- Extract to read -
It's "the star-maker machinery behind the popular song". But the advent of
modern digital and specifically computer-based recording only makes Joni's
metaphor more pointed. Increasingly, producers can establish any musical mold
they want and stick the hottest bimbos (male or female) available into it.
Which is much cheaper than actually investing in a long-term career for a
talented, temperamental, EXPENSIVE legitimate artist.
On top of this, and related directly to the author's position, there is a trend
on the technical side of the music industry to bandwagon to the newest gear.
There is always new gear to A-B, minutiae of specs to analyze, talk about who's
using what piece, where, on what record. I think it's hard to really quantify
or qualify the gains we've seen in the last 20-30 years in terms of advances in
audio gear. Ultimately, while many audio production tasks have gotten easier
and/or cheaper, we've paid for it in sound quality. Couple this gear slutting
with extreme pressure from the people paying their bills and you can see why
audio pros end up knuckling under, producing crap just like the author admits
to.

- Available data -
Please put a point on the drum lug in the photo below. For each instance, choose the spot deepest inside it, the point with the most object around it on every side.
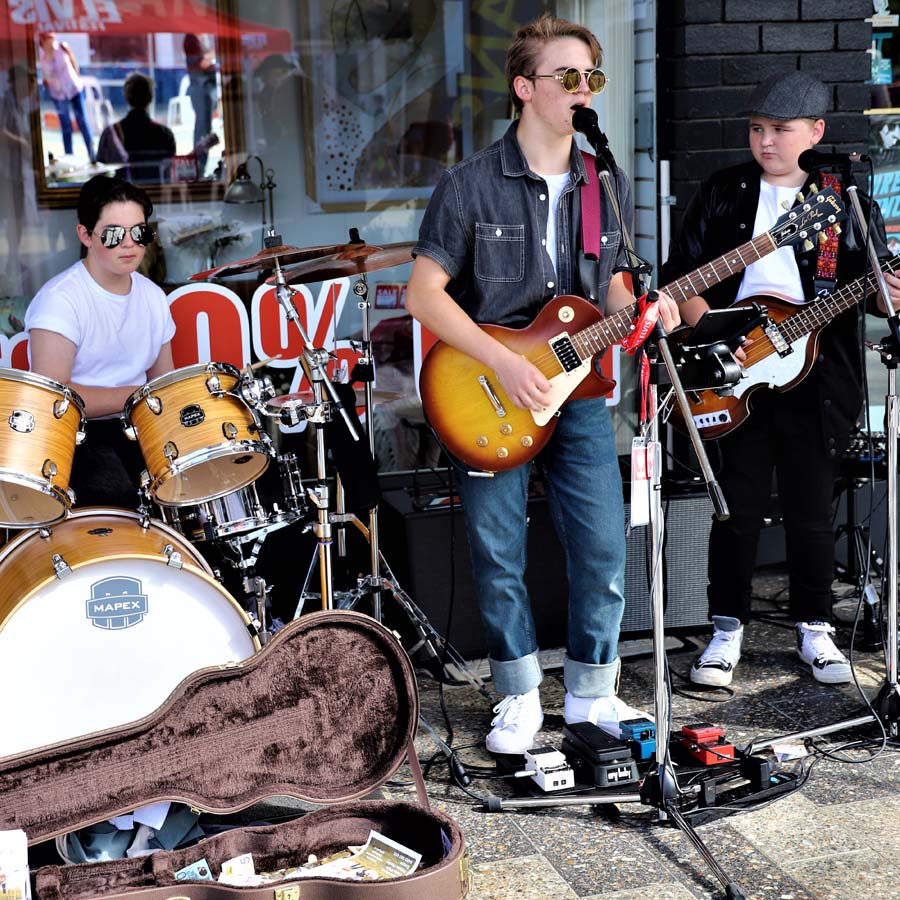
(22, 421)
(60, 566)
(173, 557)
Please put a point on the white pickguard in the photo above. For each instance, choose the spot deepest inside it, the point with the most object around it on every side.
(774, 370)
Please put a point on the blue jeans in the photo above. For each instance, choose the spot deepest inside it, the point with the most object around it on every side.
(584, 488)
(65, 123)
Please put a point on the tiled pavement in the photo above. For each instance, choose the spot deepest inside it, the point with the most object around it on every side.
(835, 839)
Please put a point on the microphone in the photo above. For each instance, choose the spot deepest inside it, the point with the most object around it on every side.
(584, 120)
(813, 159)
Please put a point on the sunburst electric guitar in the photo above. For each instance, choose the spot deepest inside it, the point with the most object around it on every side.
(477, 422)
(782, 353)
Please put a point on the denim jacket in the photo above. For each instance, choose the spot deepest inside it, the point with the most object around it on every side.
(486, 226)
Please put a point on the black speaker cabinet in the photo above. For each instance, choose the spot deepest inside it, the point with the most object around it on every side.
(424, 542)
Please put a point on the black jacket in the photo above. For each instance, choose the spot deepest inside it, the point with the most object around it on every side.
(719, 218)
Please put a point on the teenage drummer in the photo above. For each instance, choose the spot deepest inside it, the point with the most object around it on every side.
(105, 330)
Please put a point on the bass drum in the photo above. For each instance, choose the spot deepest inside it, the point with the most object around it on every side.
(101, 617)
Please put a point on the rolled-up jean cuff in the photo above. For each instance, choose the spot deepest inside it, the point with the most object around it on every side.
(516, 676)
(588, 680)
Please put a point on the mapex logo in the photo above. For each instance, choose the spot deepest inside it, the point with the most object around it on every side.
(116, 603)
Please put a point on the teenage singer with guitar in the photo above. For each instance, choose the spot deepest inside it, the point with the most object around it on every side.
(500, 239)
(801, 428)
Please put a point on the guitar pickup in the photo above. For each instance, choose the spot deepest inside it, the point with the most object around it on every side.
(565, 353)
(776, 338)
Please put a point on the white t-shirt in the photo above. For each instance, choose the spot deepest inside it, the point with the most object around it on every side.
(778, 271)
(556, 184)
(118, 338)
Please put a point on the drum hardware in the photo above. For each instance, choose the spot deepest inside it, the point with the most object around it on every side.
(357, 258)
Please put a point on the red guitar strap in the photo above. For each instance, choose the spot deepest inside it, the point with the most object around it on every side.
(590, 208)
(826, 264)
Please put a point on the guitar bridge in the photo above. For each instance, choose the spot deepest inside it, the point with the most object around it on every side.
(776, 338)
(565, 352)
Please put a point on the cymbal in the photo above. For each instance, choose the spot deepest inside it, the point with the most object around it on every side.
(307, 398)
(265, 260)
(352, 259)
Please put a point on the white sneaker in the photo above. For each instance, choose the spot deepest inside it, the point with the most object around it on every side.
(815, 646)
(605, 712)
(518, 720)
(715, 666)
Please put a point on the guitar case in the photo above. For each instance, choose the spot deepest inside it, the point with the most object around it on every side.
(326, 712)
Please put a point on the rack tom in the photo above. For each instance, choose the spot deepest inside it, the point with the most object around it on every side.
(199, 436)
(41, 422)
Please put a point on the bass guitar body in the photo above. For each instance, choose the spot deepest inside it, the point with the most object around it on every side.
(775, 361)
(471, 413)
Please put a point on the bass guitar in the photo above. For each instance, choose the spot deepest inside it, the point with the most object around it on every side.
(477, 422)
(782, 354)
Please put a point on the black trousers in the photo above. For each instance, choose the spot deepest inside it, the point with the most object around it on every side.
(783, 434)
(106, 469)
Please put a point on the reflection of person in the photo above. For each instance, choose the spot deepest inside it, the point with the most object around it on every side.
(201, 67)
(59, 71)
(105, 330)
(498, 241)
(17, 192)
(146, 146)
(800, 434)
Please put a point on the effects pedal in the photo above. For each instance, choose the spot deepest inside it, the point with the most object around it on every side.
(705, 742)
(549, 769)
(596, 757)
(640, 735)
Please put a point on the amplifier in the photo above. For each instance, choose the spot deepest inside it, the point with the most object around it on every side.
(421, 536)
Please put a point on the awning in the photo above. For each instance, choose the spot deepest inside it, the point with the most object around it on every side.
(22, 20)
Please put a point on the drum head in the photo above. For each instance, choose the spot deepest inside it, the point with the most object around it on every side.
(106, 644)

- Aim A -
Update the rows from the line containing "Please put a point on the effects" through the end of the rows, replacing "amplifier" with "guitar amplifier" and leaving everything else unchanged. Return only those lines.
- Aim B -
Extend the passage on recording gear and the music business, picking up after its final sentence.

- Expected answer A -
Please put a point on the effects pedal in the photo above. For each instance, choose the spot deepest inside it, the point with the most object around it on every side.
(705, 742)
(549, 769)
(596, 757)
(640, 735)
Please put a point on the guitar amplifier in the photo above. For each instance, choose the spot deepest inside it, the point with the most object around it on every side.
(421, 536)
Please put a point on the awning in the photo above. For each instance, choose the spot deepest inside it, the point with the most object around it on every side.
(22, 20)
Please put a point on the drum head in the photo above. For each instance, choose the spot deepest inside it, the point with the most object around it on every side.
(106, 644)

- Expected answer B -
I think those two trends have combined into a mainstream river of crapola. You
have least common denominator artists being produced and recorded, effectively,
by a whole profession largely filled with lemmings. Not a good recipe for
quality art, IMO.
I am not curmudgeonly about new music -- there is plenty of good new music out
there, and more comes out daily. But I strongly believe that, while even 15
years ago there was still regular intersection possible between "good" music
and "massively popular" music, these days those intersections are few and far
between. Mainstream popular music is almost universally dismal in terms of
writing, performance, production, marketing, etc. You have to go
significantly far off the reservation sometimes to find new music that's worth
a crap.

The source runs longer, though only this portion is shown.